▶ Instructions for the task
All of the records are to be reproduced exactly.
BEGIN
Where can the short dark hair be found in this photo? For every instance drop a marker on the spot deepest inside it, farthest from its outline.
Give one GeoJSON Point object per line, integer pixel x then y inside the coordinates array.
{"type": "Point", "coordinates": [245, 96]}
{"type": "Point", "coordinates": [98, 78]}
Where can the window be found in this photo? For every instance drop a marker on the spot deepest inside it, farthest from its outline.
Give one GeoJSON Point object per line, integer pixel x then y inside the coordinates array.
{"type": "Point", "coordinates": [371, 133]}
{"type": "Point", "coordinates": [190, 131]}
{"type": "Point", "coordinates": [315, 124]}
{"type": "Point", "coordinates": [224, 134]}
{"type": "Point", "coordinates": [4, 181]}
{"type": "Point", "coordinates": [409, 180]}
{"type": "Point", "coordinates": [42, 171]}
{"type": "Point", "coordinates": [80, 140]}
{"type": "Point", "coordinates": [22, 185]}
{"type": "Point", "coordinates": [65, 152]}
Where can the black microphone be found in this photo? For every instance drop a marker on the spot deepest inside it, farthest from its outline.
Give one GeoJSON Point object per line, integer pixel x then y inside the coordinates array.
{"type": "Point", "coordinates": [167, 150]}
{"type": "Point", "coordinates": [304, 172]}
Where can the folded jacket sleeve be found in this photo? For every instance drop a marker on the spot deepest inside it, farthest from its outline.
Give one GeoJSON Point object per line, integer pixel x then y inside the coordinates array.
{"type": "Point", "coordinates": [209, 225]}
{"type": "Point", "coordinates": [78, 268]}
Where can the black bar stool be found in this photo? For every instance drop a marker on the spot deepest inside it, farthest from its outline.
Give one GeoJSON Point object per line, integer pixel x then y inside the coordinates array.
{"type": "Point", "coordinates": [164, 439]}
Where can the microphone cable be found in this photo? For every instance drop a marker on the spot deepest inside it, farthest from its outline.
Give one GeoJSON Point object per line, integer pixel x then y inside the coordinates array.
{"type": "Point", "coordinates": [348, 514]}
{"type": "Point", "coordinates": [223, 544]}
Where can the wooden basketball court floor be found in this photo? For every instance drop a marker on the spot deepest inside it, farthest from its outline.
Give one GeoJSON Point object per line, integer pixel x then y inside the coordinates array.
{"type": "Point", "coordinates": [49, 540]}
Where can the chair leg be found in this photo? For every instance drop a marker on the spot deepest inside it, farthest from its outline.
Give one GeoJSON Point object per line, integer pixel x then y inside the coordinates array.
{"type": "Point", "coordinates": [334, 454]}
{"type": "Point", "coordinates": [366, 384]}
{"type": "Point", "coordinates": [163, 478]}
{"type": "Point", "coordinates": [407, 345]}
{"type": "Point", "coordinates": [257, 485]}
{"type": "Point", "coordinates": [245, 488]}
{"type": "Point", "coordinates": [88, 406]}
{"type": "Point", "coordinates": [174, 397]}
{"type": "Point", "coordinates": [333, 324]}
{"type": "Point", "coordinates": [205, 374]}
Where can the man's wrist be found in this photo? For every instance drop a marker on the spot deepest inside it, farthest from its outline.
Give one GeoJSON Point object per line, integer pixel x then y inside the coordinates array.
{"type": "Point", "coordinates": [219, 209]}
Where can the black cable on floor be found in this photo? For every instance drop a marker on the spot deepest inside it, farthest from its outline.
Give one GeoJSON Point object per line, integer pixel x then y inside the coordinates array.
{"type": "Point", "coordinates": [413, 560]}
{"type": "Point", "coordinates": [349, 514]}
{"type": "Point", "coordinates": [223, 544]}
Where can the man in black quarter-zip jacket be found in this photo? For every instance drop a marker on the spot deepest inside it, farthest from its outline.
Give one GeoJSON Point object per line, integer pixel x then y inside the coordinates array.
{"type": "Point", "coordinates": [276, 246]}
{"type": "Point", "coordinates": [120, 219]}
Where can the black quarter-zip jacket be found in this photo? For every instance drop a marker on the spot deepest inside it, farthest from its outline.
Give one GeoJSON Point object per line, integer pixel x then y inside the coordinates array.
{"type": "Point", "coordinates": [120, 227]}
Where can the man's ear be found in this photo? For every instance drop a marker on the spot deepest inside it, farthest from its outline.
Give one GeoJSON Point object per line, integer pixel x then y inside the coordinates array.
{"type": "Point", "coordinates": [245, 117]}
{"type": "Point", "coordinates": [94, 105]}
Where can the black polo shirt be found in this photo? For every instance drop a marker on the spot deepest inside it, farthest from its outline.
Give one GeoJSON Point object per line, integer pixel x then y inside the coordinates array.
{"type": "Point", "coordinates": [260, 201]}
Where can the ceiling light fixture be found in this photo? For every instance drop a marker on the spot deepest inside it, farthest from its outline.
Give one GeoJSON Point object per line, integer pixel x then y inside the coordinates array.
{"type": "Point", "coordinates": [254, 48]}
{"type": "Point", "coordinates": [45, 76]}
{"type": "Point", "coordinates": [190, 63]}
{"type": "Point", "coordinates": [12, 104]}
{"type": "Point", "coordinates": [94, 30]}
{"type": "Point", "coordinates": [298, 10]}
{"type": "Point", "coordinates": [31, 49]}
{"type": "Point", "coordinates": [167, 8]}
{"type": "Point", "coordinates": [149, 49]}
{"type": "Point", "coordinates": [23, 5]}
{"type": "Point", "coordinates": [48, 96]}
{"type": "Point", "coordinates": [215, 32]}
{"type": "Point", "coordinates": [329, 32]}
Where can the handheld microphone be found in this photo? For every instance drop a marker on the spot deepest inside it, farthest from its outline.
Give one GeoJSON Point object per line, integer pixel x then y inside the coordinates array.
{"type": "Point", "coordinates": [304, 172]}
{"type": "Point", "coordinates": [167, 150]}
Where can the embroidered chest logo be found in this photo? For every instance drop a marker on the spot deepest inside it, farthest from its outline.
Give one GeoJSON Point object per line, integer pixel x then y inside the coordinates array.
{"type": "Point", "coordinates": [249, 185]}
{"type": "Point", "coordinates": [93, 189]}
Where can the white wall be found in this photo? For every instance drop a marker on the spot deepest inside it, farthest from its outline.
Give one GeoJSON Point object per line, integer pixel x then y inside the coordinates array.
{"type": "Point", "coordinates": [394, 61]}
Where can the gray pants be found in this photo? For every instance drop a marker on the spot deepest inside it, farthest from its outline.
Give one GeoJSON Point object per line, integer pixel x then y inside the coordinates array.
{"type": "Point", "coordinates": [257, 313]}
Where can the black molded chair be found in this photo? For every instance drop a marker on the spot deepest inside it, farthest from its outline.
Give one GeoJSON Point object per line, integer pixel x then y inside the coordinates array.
END
▶ Answer to this exercise
Where can the short dark hair be found in this photo? For every instance drop a marker on the spot deepest inside it, farthest from its outline.
Give one GeoJSON Point object per line, integer pixel x then y inside the coordinates array.
{"type": "Point", "coordinates": [245, 96]}
{"type": "Point", "coordinates": [98, 78]}
Where can the window be found in this photo? For every instance drop a marker on the spot deepest inside it, farthest from its outline.
Give one GeoJSON Point object per line, integer pixel x then y inside the coordinates array.
{"type": "Point", "coordinates": [371, 133]}
{"type": "Point", "coordinates": [190, 131]}
{"type": "Point", "coordinates": [315, 124]}
{"type": "Point", "coordinates": [224, 134]}
{"type": "Point", "coordinates": [4, 181]}
{"type": "Point", "coordinates": [409, 180]}
{"type": "Point", "coordinates": [42, 171]}
{"type": "Point", "coordinates": [80, 140]}
{"type": "Point", "coordinates": [22, 185]}
{"type": "Point", "coordinates": [65, 152]}
Where can the black microphone be found in this photo? For every instance drop a marker on the spot deepest inside it, farthest from its outline.
Give one GeoJSON Point object per line, integer pixel x then y inside the coordinates array.
{"type": "Point", "coordinates": [167, 150]}
{"type": "Point", "coordinates": [304, 172]}
Where can the folded jacket sleeve be found in this photo? For every instance drop a marker on the spot deepest inside it, farthest from its outline.
Give one GeoJSON Point object per line, integer pixel x then y inside the coordinates array.
{"type": "Point", "coordinates": [209, 225]}
{"type": "Point", "coordinates": [78, 268]}
Where can the black bar stool be found in this photo? For every instance drop a marker on the spot deepest inside it, farthest from its outline.
Give one GeoJSON Point object per line, integer pixel x then y inside the coordinates array.
{"type": "Point", "coordinates": [164, 439]}
Where can the microphone cable be found in this photo? For every instance drop a marker on the spot deepest inside it, farthest from its outline.
Give one GeoJSON Point object per line, integer pixel x then y inside the coordinates array.
{"type": "Point", "coordinates": [348, 514]}
{"type": "Point", "coordinates": [223, 544]}
Where can the wooden basketball court floor be found in this photo? For every instance drop a marker on the spot deepest inside it, farthest from its outline.
Give one GeoJSON Point object per line, integer pixel x then y inside the coordinates array.
{"type": "Point", "coordinates": [49, 540]}
Where can the chair leg be found in this photo? For every instance drop a marker on the spot deepest inside it, farthest from its outline.
Give one GeoJSON Point object per line, integer pixel x then y inside the coordinates array.
{"type": "Point", "coordinates": [334, 454]}
{"type": "Point", "coordinates": [366, 384]}
{"type": "Point", "coordinates": [163, 478]}
{"type": "Point", "coordinates": [407, 345]}
{"type": "Point", "coordinates": [257, 485]}
{"type": "Point", "coordinates": [245, 488]}
{"type": "Point", "coordinates": [88, 406]}
{"type": "Point", "coordinates": [174, 397]}
{"type": "Point", "coordinates": [333, 324]}
{"type": "Point", "coordinates": [205, 374]}
Where can the man's wrist be found in this photo? For every instance drop a marker on the spot deepest inside it, farthest from its outline.
Give one GeoJSON Point object per line, integer pixel x then y inside the coordinates array.
{"type": "Point", "coordinates": [219, 209]}
Where can the black cable on floor be found in this photo? For every instance drop a marker on the spot deepest inside it, farthest from its outline.
Give one GeoJSON Point object per line, integer pixel x then y inside the coordinates array.
{"type": "Point", "coordinates": [413, 560]}
{"type": "Point", "coordinates": [349, 514]}
{"type": "Point", "coordinates": [223, 544]}
Where can the man in black quarter-zip jacket be found in this photo? For every instance drop a marker on the spot deepest inside it, farthest from its outline.
Give one GeoJSON Point object per line, integer pixel x then y inside the coordinates array.
{"type": "Point", "coordinates": [276, 246]}
{"type": "Point", "coordinates": [120, 219]}
Where can the black quarter-zip jacket be found in this photo? For every instance drop a marker on the spot deepest inside it, farthest from its outline.
Give one GeoJSON Point object per line, integer pixel x then y inside the coordinates array.
{"type": "Point", "coordinates": [120, 227]}
Where can the man's ear be found in this photo? For every instance drop a marker on the spot deepest inside it, farthest from its outline.
Give one GeoJSON Point object per line, integer pixel x then y inside the coordinates array.
{"type": "Point", "coordinates": [245, 117]}
{"type": "Point", "coordinates": [94, 105]}
Where can the black polo shirt be found in this photo? For every instance drop a marker on the spot deepest inside it, farthest from its outline.
Give one GeoJSON Point object per line, integer pixel x then y inside the coordinates array.
{"type": "Point", "coordinates": [260, 201]}
Where can the ceiling light fixture be found in this photo? For every instance drop a marker on the spot deepest inside it, farthest from its outline.
Give one GeoJSON Point object per line, integer pixel x then y inside the coordinates array.
{"type": "Point", "coordinates": [254, 48]}
{"type": "Point", "coordinates": [45, 76]}
{"type": "Point", "coordinates": [190, 63]}
{"type": "Point", "coordinates": [12, 104]}
{"type": "Point", "coordinates": [94, 30]}
{"type": "Point", "coordinates": [298, 10]}
{"type": "Point", "coordinates": [31, 49]}
{"type": "Point", "coordinates": [167, 8]}
{"type": "Point", "coordinates": [149, 49]}
{"type": "Point", "coordinates": [23, 5]}
{"type": "Point", "coordinates": [48, 96]}
{"type": "Point", "coordinates": [215, 32]}
{"type": "Point", "coordinates": [329, 32]}
Where can the handheld microphone be found in this photo? For every instance drop a marker on the spot deepest inside it, farthest from its outline.
Give one GeoJSON Point object per line, integer pixel x then y inside the coordinates array.
{"type": "Point", "coordinates": [304, 172]}
{"type": "Point", "coordinates": [167, 150]}
Where can the embroidered chest logo be found in this photo? For every instance drop a marker on the spot deepest inside it, farthest from its outline.
Give one GeoJSON Point object per line, integer pixel x then y inside the coordinates array.
{"type": "Point", "coordinates": [249, 185]}
{"type": "Point", "coordinates": [93, 189]}
Where can the white wall be found in this photo? For every instance drop a marker on the spot deepest inside it, farthest from its outline.
Give one GeoJSON Point object per line, integer pixel x then y inside the coordinates array.
{"type": "Point", "coordinates": [394, 61]}
Where can the gray pants be found in this photo? For every instance drop a marker on the spot deepest inside it, farthest from its outline.
Give one GeoJSON Point object per line, integer pixel x then y inside the coordinates array.
{"type": "Point", "coordinates": [257, 313]}
Where can the black molded chair be found in this photo? For every instance drop a marker on the spot deepest inside it, farthest from its outline.
Give one GeoJSON Point object per line, integer pixel x then y inside the coordinates array.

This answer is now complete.